Named object pointing records:
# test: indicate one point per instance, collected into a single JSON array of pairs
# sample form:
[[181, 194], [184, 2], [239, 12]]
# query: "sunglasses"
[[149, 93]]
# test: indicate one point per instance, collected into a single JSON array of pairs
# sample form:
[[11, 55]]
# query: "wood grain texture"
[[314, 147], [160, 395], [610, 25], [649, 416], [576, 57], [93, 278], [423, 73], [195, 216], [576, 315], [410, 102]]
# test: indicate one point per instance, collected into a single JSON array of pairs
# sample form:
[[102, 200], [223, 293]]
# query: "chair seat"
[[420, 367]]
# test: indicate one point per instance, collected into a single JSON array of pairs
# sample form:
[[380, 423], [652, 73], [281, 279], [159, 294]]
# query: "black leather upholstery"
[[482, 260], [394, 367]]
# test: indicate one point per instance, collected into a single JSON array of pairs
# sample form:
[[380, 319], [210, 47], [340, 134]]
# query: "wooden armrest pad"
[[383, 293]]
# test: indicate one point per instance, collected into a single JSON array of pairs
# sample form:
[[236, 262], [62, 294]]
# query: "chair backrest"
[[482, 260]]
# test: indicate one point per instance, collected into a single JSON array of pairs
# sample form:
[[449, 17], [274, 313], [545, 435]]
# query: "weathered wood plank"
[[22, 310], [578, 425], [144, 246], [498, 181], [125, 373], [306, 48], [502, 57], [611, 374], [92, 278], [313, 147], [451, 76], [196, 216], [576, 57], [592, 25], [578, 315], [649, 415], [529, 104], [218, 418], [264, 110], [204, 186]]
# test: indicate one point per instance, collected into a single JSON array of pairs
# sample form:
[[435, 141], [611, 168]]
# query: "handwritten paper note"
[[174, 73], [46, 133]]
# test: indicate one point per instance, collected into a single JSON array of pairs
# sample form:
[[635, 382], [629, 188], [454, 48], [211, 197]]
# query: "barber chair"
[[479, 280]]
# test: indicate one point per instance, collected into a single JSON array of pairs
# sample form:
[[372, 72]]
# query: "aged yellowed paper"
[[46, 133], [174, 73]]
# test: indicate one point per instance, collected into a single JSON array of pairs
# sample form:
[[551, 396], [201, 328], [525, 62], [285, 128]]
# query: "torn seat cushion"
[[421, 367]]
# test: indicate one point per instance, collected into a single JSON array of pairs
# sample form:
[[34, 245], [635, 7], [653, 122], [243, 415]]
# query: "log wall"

Aim of the task: Rewrite all the records above, replacing "indicate" with "mark" wherever it occurs and leaving every other character unchanged.

Finished exercise:
# test: mark one point per instance, collected into a single JSON array of pairs
# sample form:
[[181, 194], [184, 2], [239, 12]]
# query: "sunglasses"
[[149, 93]]
# test: mark one point per instance, collected into a single JSON array of pairs
# sample form:
[[11, 55]]
# query: "wood grain texture"
[[314, 147], [160, 395], [610, 25], [649, 416], [576, 57], [93, 278], [423, 73], [195, 216], [576, 315], [410, 102]]
# test: mark one point per instance, collected into a single JSON array of pairs
# sample form:
[[102, 200], [223, 293]]
# query: "chair seat"
[[420, 367]]
# test: mark one point per instance, collected into a single JSON array of pairs
# sample form:
[[380, 423], [652, 73], [281, 279], [159, 294]]
# query: "black leather upholstery"
[[482, 260], [394, 367]]
# test: mark one point per instance, collected into a single JSON array of pairs
# sample form:
[[380, 319], [210, 47], [340, 134]]
# query: "wooden armrest pad"
[[383, 293]]
# test: mark one point per instance, collected into a single JSON array of pairs
# sample form:
[[236, 262], [62, 294]]
# query: "chair backrest"
[[482, 260]]
# test: mark one point per instance, collected into a single JSON array of pairs
# sample form:
[[449, 17], [274, 313], [545, 435]]
# query: "weathered wood plank"
[[22, 310], [578, 425], [144, 246], [498, 181], [125, 373], [306, 48], [502, 57], [611, 374], [92, 278], [313, 147], [451, 76], [196, 216], [576, 57], [592, 25], [578, 315], [649, 415], [529, 104], [218, 418], [264, 110], [204, 186]]
# test: mark one point per instance, collected into a single JSON array of pairs
# sample form:
[[435, 141], [611, 168]]
# query: "handwritten paper note"
[[174, 73], [46, 133]]
# test: mark one point per instance, collected into a single JSON array of pairs
# sample form:
[[635, 382], [629, 188], [454, 48], [211, 197]]
# query: "barber chair"
[[479, 280]]
# test: mark one point per instance, collected into a single JSON array of pairs
# sample form:
[[372, 72]]
# query: "aged yellowed paper"
[[46, 133], [174, 73]]
# test: mark one point per instance, collected into a single JSON array of pairs
# sample form:
[[551, 396], [201, 328], [525, 62], [285, 128]]
# query: "torn seat cushion"
[[421, 367]]
# test: mark one point per instance, collected into a single JSON array of pairs
# sample form:
[[34, 245], [635, 7], [653, 122], [243, 415]]
# query: "log wall"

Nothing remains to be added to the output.